» **What you are asked to do**
Rewrite every line of the data below, keeping each line of wording unchanged. Multiply each coordinate in the answers by 2.45 and round it to a whole number, with halves rounded up.

Stored data entries
┌──

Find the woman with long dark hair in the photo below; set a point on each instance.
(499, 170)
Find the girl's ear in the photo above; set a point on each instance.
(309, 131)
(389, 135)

└──

» **Reply to the exercise**
Find the woman with long dark hair in the photo below; set a point on each instance.
(1223, 417)
Find the girl's ear in the photo above; set a point on each instance.
(757, 321)
(953, 331)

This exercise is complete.